**Set task**
Word for word, repeat the lines of the records from the one containing "the horse ear." through the last line, both included.

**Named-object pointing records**

- - - -

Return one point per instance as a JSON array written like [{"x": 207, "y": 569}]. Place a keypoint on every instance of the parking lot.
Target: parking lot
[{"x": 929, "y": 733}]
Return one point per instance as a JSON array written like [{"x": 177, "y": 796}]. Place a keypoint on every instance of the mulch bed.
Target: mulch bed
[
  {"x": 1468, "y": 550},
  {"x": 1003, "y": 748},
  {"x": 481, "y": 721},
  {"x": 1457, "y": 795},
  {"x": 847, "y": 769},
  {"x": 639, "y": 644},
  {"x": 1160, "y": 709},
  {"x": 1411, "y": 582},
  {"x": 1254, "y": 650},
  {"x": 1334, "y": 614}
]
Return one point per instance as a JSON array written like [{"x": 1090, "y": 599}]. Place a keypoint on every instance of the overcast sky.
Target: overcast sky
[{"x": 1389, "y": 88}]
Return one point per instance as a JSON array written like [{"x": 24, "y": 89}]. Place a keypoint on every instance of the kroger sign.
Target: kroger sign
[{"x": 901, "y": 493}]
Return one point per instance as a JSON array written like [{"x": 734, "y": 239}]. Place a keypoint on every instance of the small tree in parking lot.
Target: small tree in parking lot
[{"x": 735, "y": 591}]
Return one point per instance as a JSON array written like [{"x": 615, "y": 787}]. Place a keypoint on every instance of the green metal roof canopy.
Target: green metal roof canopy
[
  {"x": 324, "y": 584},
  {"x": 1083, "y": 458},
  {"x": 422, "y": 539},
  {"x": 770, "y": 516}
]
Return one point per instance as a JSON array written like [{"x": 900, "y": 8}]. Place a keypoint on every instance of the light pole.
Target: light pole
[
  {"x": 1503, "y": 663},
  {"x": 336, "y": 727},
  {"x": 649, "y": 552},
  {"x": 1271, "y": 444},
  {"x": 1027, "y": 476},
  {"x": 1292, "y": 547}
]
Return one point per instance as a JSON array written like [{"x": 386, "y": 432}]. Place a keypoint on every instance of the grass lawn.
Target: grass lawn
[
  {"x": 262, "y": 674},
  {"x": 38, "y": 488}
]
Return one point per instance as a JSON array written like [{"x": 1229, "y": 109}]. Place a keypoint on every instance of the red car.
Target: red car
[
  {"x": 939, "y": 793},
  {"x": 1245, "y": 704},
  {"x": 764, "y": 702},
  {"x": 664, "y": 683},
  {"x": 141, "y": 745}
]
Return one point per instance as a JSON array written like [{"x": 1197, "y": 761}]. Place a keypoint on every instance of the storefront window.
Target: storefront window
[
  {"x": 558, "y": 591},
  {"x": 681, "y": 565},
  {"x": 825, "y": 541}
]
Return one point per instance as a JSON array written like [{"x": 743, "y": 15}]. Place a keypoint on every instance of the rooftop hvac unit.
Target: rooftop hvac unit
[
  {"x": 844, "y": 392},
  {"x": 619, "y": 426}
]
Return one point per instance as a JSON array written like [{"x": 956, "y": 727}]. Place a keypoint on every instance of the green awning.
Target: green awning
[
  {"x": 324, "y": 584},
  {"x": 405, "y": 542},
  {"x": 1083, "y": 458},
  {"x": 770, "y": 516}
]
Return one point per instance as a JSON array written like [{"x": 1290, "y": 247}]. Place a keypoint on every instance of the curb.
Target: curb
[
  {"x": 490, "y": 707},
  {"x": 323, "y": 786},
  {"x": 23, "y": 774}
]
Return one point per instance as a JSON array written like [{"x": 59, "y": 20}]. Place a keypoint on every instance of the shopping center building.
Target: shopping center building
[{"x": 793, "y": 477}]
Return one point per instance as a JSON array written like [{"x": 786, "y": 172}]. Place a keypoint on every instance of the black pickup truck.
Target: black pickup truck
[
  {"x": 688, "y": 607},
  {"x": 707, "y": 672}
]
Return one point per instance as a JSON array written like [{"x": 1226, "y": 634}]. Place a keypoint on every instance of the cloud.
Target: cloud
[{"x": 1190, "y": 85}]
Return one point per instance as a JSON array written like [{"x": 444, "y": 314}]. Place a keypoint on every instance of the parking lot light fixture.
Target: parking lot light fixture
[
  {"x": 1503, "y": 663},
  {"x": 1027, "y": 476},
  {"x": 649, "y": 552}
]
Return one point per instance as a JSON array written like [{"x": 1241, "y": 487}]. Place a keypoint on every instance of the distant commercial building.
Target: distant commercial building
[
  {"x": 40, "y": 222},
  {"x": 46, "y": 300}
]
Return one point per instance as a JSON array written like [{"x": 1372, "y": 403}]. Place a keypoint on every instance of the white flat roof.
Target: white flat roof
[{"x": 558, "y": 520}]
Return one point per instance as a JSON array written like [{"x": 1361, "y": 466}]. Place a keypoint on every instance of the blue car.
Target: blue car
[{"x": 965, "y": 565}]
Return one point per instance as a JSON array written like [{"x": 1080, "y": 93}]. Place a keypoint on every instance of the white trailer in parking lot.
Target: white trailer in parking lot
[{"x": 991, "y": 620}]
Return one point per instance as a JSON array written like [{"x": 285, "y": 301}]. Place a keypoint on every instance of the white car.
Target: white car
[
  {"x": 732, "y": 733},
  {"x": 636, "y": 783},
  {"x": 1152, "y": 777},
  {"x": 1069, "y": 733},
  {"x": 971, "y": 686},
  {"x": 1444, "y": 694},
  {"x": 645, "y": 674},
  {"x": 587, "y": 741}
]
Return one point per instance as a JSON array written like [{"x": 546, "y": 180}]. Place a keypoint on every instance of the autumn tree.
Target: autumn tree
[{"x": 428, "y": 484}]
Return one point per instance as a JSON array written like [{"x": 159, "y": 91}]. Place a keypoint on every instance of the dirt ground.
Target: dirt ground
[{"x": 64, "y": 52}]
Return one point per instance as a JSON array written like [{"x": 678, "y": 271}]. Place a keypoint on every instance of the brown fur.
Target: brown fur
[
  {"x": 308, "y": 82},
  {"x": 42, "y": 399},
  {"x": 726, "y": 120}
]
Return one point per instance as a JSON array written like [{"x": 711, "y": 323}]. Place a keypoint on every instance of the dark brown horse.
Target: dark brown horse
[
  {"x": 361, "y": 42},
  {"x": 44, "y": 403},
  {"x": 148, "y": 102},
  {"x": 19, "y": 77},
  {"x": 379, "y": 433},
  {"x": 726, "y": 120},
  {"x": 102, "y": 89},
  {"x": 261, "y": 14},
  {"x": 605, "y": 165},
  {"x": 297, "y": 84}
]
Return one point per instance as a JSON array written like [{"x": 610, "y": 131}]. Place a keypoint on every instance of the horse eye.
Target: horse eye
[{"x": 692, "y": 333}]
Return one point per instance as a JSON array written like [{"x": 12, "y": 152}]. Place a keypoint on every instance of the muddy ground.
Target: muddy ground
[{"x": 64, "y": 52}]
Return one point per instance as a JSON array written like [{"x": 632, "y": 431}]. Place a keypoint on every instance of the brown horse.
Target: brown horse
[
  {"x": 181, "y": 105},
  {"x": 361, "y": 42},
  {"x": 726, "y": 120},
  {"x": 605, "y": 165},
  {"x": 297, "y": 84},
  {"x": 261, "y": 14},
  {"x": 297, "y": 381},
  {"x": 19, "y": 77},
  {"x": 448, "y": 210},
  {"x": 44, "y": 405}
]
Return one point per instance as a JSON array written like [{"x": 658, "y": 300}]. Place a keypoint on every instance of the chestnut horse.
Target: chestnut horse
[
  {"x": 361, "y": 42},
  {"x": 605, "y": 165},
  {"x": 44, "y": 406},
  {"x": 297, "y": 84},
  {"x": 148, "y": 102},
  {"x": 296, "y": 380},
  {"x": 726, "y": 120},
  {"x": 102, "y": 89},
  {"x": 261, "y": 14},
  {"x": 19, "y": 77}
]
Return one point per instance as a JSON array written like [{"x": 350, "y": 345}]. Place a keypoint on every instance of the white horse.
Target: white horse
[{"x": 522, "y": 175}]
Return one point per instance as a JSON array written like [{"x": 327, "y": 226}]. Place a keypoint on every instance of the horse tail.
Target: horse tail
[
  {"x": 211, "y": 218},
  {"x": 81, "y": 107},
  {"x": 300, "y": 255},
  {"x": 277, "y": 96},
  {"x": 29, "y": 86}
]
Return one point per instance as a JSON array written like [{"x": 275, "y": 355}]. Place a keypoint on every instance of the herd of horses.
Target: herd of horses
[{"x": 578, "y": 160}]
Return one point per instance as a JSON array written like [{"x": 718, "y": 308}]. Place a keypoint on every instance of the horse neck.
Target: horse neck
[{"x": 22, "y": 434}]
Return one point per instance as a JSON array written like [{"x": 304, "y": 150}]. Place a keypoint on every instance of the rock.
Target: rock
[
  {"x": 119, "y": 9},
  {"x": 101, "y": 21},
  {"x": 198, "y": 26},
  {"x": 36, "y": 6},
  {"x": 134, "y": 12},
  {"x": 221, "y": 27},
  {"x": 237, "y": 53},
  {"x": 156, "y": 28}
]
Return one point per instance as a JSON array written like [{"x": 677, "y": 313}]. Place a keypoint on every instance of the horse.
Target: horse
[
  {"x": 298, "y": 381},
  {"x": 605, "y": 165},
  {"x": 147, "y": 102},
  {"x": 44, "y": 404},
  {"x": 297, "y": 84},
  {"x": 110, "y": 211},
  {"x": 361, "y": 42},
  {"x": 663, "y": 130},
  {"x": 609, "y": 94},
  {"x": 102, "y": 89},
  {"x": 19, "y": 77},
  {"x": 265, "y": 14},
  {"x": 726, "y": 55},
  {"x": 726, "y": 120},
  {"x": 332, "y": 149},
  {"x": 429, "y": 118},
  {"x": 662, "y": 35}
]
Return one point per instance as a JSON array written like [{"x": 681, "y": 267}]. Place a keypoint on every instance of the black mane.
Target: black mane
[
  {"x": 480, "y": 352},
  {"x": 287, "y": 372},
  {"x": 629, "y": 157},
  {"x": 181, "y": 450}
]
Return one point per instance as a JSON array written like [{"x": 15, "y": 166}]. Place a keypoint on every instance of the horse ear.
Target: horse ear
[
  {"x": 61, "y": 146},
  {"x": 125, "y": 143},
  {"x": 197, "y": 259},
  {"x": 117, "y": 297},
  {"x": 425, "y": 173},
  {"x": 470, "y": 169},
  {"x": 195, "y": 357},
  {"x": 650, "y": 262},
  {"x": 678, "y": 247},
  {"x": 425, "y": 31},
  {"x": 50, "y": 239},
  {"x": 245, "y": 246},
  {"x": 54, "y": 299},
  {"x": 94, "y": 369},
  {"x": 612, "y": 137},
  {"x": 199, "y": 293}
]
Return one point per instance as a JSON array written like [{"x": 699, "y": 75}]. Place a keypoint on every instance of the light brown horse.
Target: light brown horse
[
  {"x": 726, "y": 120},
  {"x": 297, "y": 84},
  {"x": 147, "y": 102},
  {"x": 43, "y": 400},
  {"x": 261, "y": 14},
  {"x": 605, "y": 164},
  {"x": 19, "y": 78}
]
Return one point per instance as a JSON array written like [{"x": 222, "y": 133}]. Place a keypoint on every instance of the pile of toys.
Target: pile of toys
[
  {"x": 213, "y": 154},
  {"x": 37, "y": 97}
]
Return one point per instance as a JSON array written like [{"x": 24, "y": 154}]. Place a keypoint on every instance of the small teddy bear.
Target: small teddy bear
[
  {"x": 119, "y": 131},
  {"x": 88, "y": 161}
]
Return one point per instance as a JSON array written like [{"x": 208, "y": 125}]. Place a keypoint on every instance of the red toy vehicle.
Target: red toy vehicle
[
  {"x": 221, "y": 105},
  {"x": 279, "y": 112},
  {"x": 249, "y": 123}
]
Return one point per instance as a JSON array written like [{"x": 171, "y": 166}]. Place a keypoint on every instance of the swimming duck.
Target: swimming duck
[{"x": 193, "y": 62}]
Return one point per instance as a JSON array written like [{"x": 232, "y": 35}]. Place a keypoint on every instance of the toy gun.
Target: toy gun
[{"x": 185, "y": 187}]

- - - -

**Problem solution**
Return one point per instance as a JSON array written like [{"x": 15, "y": 166}]. Place a keypoint on every instance of the horse ear.
Target: horse ear
[
  {"x": 61, "y": 146},
  {"x": 125, "y": 143},
  {"x": 197, "y": 259},
  {"x": 117, "y": 297},
  {"x": 425, "y": 173},
  {"x": 470, "y": 169},
  {"x": 195, "y": 357},
  {"x": 650, "y": 262},
  {"x": 678, "y": 247},
  {"x": 425, "y": 31},
  {"x": 50, "y": 239},
  {"x": 245, "y": 246},
  {"x": 54, "y": 299},
  {"x": 94, "y": 369},
  {"x": 612, "y": 137},
  {"x": 199, "y": 293}
]
Return one point per instance as a JSON array written like [{"x": 699, "y": 75}]. Place a keypoint on every instance of the light brown horse.
Target: light brown horse
[
  {"x": 726, "y": 120},
  {"x": 297, "y": 84},
  {"x": 147, "y": 102},
  {"x": 43, "y": 400},
  {"x": 261, "y": 14},
  {"x": 605, "y": 164},
  {"x": 19, "y": 78}
]
Return one point per instance as a JSON array written like [{"x": 222, "y": 133}]. Place a keypoint on every instance of the pile of toys.
Target: pile of toys
[
  {"x": 213, "y": 154},
  {"x": 37, "y": 97}
]
Return one point per instance as a JSON array written like [{"x": 24, "y": 154}]. Place a keypoint on every instance of the small teddy bear.
Target: small teddy bear
[
  {"x": 119, "y": 131},
  {"x": 88, "y": 161}
]
Return one point per instance as a JSON array written like [{"x": 208, "y": 125}]. Place a keypoint on every instance of the red toy vehicle.
Target: red toy vehicle
[
  {"x": 221, "y": 105},
  {"x": 279, "y": 112},
  {"x": 249, "y": 123}
]
Return one point per instance as a JSON array written like [{"x": 171, "y": 166}]. Place a keypoint on every instance of the swimming duck.
Target: swimming duck
[{"x": 193, "y": 62}]
Return one point per instance as a JSON array written like [{"x": 232, "y": 35}]. Place a keypoint on every instance of the toy gun.
Target: toy gun
[{"x": 185, "y": 187}]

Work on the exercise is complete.